What you have to do
Please carry on the judgment on the protection visa appeal from where it stops; the data that follows it is not part of that judgment.

::: Passage shown

SZMVT v Minister for Immigration and Citizenship
[2009] FCA 588
•20 May 2009
FEDERAL COURT OF AUSTRALIA
SZMVT v Minister for Immigration and Citizenship [2009] FCA 588
SZMVT v MINISTER FOR IMMIGRATION AND CITIZENSHIP and REFUGEE REVIEW TRIBUNAL
NSD 163 of 2009
NORTH J
20 MAY 2009
SYDNEY
IN THE FEDERAL COURT OF AUSTRALIA
NEW SOUTH WALES DISTRICT REGISTRY
NSD 163 of 2009
ON APPEAL FROM THE FEDERAL MAGISTRATES COURT OF AUSTRALIA
BETWEEN: SZMVT
Appellant
AND: MINISTER FOR IMMIGRATION AND CITIZENSHIP
First RespondentREFUGEE REVIEW TRIBUNAL
Second Respondent
JUDGE:
NORTH J
DATE OF ORDER:
20 MAY 2009
WHERE MADE:
SYDNEY
THE COURT ORDERS THAT:
1.The appeal is dismissed.
2.The appellant is to pay the first respondent’s costs of the appeal.
Note:Settlement and entry of orders is dealt with in Order 36 of the Federal Court Rules.
The text of entered orders can be located using eSearch on the Court’s website.
IN THE FEDERAL COURT OF AUSTRALIA
NEW SOUTH WALES DISTRICT REGISTRY
NSD 163 of 2009
ON APPEAL FROM THE FEDERAL MAGISTRATES COURT OF AUSTRALIA
BETWEEN: SZMVT
Appellant
AND: MINISTER FOR IMMIGRATION AND CITIZENSHIP
First RespondentREFUGEE REVIEW TRIBUNAL
Second Respondent
JUDGE:
NORTH J
DATE:
20 MAY 2009
PLACE:
SYDNEY
REASONS FOR JUDGMENT
Before the Court is an appeal from a judgment of the Federal Magistrates Court which was delivered on 10 February 2009. The Federal Magistrate dismissed an application for review of a decision of the Refugee Review Tribunal (the Tribunal) signed on 1 September 2008 which affirmed a decision of the delegate of the first respondent, the Minister for Immigration and Citizenship (the Minister), not to grant the appellant a protection visa. The claims made before the Tribunal are set out at considerable length in the decision of the Tribunal, and it is sufficient for present purposes for me to summarise briefly the essence of the appellant’s claims.
The appellant is a citizen of India and of Muslim religion. He was a member of the National Development Front (the NDF), a Muslim political organisation. He was suspected of involvement in the death of a Hindu extremist who was a member of the Rashtriya Swayamsevak Sangh (the RSS), a Hindu extremist organisation. That person, named Ravi, was killed in January 2007. In response the RSS called a strike in 2007 and targeted Muslims. The appellant said that the police were searching for him in relation to his involvement with the death of Ravi, and that a police raid of his home took place in December 2007 in relation to this incident.
The appellant claimed to have been attacked by members of the RSS in 2007 on two occasions for his presumed part in the death of Ravi. He also claimed that there was systematic persecution of Muslims in India and, as a result, he feared that if he returned to his home State of Kerala he would experience persecution in the future. His claims were therefore grounded in a fear of persecution on the grounds of his perceived political opinion and religion. The Tribunal canvassed the evidence given before it at length. It found that the attacks claimed by the appellant had not been made out.

::::::
::: Excerpted records

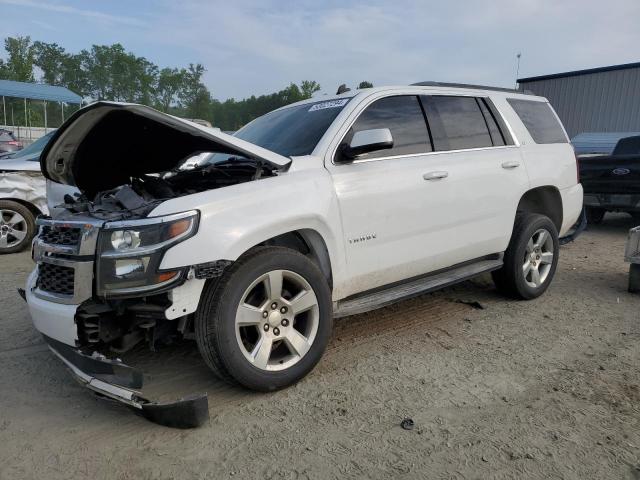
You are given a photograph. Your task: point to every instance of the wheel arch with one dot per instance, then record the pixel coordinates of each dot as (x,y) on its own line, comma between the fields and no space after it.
(545,200)
(307,241)
(32,208)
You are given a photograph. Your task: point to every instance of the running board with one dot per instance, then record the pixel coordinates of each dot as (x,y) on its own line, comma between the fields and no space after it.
(435,281)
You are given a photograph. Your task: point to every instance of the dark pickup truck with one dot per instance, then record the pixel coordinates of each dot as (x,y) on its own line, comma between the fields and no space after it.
(611,183)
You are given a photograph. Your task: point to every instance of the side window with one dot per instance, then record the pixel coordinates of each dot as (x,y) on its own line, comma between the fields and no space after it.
(539,119)
(494,131)
(456,123)
(403,116)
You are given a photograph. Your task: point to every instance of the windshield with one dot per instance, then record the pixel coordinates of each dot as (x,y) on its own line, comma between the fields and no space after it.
(35,147)
(292,131)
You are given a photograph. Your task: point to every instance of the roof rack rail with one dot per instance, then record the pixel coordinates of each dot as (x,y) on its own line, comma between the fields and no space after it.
(465,85)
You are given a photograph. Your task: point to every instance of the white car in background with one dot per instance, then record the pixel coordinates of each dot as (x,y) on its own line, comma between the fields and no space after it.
(320,209)
(22,196)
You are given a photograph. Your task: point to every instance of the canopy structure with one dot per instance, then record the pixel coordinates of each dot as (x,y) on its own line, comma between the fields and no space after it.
(37,91)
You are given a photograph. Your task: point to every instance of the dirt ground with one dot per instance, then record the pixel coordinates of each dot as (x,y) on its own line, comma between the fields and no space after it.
(543,389)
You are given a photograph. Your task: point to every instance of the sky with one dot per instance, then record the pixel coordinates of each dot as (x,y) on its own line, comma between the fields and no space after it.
(253,47)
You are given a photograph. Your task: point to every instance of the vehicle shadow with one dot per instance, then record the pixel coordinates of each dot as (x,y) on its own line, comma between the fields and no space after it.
(614,223)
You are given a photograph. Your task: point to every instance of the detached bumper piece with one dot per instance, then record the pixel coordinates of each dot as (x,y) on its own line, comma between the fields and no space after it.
(117,381)
(576,230)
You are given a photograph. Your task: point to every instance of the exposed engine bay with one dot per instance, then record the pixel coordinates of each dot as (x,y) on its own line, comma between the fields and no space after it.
(143,193)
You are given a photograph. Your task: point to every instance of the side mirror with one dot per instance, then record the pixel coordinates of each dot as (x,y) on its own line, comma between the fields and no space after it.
(366,141)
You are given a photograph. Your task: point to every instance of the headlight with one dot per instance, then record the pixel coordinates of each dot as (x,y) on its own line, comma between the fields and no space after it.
(130,252)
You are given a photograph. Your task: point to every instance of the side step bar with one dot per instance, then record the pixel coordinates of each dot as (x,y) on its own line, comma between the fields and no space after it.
(388,295)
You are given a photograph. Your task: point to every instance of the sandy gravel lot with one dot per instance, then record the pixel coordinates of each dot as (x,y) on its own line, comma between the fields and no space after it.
(542,389)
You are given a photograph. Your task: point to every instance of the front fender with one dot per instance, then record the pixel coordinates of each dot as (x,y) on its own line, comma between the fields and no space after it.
(236,218)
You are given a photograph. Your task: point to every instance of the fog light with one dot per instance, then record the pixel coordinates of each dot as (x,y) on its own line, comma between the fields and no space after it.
(125,239)
(130,267)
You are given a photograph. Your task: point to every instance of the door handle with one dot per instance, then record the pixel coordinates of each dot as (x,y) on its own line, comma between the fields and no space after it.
(435,175)
(511,164)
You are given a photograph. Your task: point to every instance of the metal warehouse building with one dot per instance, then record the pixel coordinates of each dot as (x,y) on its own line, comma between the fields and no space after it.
(605,99)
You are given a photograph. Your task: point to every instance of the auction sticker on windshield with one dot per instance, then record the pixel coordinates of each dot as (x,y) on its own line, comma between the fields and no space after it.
(330,104)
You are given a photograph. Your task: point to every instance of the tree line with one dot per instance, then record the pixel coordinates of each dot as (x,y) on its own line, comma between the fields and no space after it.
(110,72)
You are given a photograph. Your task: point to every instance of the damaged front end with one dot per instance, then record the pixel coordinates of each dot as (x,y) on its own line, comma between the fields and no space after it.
(93,297)
(98,289)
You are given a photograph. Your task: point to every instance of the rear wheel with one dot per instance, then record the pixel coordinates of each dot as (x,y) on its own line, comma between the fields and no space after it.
(530,259)
(266,323)
(634,278)
(17,226)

::::::

Answer to the task
The Tribunal explained carefully the inadequacy of the evidence relating to the attacks and, in particular, the failure of the appellant to identify those involved. The Tribunal rejected the claim that the police had been searching for the appellant. The appellant was never charged, and the Tribunal noted that if the police had truly been searching for the appellant they had ample opportunity to arrest him between the time when Ravi died in January 2007 and December 2007 when the alleged raid by the police occurred.
The Tribunal rejected the appellant’s claim that he feared persecution in India because the appellant gave evidence that in August 2007 he had left India for Sri Lanka, Malaysia and Thailand, but returned to India after those trips. The Tribunal then examined independent country information, and concluded from it, that there was no systematic persecution of Muslims in India.
The appellant filed an application for review in the Federal Magistrates Court on 17 October 2008. The grounds were as follows:
1.The Tribunal decision ‘Findings and reasons’ not properly justified by the Migration Act1958 (Cth) [(“the Migration Act”)]. The Tribunal rejected my claims without considering my oral evidence in relation to major issues. The Tribunal did not treat this matter as a s.424A issue as I brought the statement submitted in connection with the protection visa application to the Tribunal to ensure that it was before the Tribunal.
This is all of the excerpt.